### Written instruction 1
Pick out every line in the records below that contains the string "bare", and copy each one in full. Case counts.

The Reinvention of Edison Thomas by Jacqueline Houtman

31 Jul

edisonthomas

The Reinvention of Edison Thomas

by Jacqueline Houtman

189 pages – ages 8+

Hardcover published by Front Street Press on March 1, 2010

Paperback Published by Boyds Mills Press on September 1, 2012

Eddy is a kid with autism who is super-smart, but has trouble understanding other people. It makes it hard for him to make friends. At first Eddy didn’t want  to be associated with the name Thomas Edison (Eddy’s name is Edison Thomas) but after doing a school research project on Edison, Eddy figures out they have a lot in common. Eddy is a genius and can invent all sorts of things from scraps of machines he finds. Eddy enters the school science fair  and is sure he will win, but he comes in third. After he was disappointed at the science fair, sticky notes with mean messages like “GEEK” and “NERD” appear on his locker. Someone also put a mean sign on his back during the science fair. Eddy is being bullied and he doesn’t know who to call a friend anymore. Justin, who came in 2nd at the science fair tells Eddy that the boy Eddy thinks of as a friend, Mitch, is the one leaving the mean messages and bullying him. Eddy doesn’t know who to trust and if Mitch is the one being a bully, Eddy wonders if he can have friends.

One of the reasons I really like this book is that it is told from the POV of a kid with autism. I thought the character of Eddy was very believable and gave me some information of how a person with autism thinks. I like how the book points out that Eddy is super-smart and shows that just because someone has a “learning disability”, it doesn’t mean that they can’t be geniuses. It also shows how Eddy is very kind and a good person with awesome inventing abilities. I am also glad Eddy finds out who his true friends are. I really like the added RAMs (Random Access Memory [Of Edison Thomas]) that are here and there in the book. They are little facts that pop up here and there to show some of the things Eddy is thinking. I learned some interesting stuff from them (like that platypuses are poisonous). I think books like this one are very important for kids to read.

I give this book 5 out of 5 book worms!fivebooks

22 Responses to “The Reinvention of Edison Thomas by Jacqueline Houtman”

  1. Patricia Tilton July 31, 2013 at 11:42 am #

    I’m glad you reviewed this book Erik. It has been on my shelf of TBR for two years. I’ve picked it up several times and couldn’t get into it for some strange reason — and this is the kind of book I usually review. So, I’m happy to read your review and learn more of what the book is about. Great Review!

### Written instruction 2
Take the book review above further, starting right after its last sentence.

### Data for this exercise
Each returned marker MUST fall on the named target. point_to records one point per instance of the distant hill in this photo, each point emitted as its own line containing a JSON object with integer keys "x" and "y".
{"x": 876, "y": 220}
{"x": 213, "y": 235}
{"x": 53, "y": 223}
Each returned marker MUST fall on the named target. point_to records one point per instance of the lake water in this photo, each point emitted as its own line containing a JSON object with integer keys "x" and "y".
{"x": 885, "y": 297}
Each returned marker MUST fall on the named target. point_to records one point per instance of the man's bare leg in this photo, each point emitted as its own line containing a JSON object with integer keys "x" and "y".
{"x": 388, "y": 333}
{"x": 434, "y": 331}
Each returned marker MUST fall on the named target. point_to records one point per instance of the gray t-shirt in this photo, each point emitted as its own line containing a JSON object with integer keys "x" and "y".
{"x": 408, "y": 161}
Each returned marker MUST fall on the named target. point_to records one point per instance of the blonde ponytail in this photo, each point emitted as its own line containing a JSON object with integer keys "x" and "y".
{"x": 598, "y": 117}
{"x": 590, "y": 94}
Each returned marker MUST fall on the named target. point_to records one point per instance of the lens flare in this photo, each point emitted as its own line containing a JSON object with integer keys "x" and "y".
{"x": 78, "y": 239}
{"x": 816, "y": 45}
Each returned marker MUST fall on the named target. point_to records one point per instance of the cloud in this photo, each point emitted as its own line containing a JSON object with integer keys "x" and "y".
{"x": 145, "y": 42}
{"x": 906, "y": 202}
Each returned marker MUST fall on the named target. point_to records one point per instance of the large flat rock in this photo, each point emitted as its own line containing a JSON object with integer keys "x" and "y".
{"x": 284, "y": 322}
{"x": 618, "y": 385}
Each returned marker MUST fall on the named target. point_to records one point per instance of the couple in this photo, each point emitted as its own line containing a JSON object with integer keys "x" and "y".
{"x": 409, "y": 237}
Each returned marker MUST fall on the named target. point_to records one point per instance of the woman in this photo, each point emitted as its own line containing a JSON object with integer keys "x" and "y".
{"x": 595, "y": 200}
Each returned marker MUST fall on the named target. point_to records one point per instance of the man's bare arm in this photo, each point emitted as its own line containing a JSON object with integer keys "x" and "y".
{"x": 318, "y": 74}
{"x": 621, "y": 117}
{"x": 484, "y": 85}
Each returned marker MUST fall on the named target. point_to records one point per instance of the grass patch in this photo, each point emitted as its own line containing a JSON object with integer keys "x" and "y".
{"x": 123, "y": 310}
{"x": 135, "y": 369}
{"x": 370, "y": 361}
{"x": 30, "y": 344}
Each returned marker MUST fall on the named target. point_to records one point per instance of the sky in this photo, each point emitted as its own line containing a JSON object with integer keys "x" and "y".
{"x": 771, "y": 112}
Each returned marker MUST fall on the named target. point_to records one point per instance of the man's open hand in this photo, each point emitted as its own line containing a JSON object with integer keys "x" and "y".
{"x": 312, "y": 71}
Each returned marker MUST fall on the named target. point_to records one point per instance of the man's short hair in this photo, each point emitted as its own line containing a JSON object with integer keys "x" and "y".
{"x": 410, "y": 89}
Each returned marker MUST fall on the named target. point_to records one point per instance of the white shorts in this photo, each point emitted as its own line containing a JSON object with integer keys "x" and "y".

### Task output 1
Each returned marker MUST fall on the named target. point_to records one point per instance of the man's bare leg in this photo, each point emitted as its own line containing a JSON object with integer keys "x" and "y".
Each returned marker MUST fall on the named target. point_to records one point per instance of the man's bare arm in this photo, each point emitted as its own line containing a JSON object with integer keys "x" and "y".

### Task output 2
    Like

    • thiskidreviewsbooks August 1, 2013 at 10:01 am #

      Thank you Ms. Tilton! I am glad my review helped you understand the book better! 😀

      Like

  2. Renee @ Mother Daughter Book Reviews July 31, 2013 at 12:56 pm #

    That is a brilliant premise for a book! How clever! I’ll have to find this one in our library. Thanks!

    Like

  3. ontheplumtree July 31, 2013 at 6:59 pm #

    It is so important for others to understand something of the world of autism. Until we walk in someone else’s shoes, we cannot demonstrate true understanding. Great to write from inside the main character. Bravo Erik for another great review. P.s. I knew Patricia would be here, as this is one of her campaigns.

    Like

    • thiskidreviewsbooks August 1, 2013 at 10:06 am #

      Thank you Dr. Clune! Another great book like this is “Mockingbird” by Kathryn Erskine. It goes into the head of a young girl with Asperger’s Syndrome.

      Like

  4. readingwithrhythm July 31, 2013 at 7:01 pm #

    This book sounds GREAT! I have several friends with autism so their stories always catch my eye (or ear). I’ll have to check this one out. thanks!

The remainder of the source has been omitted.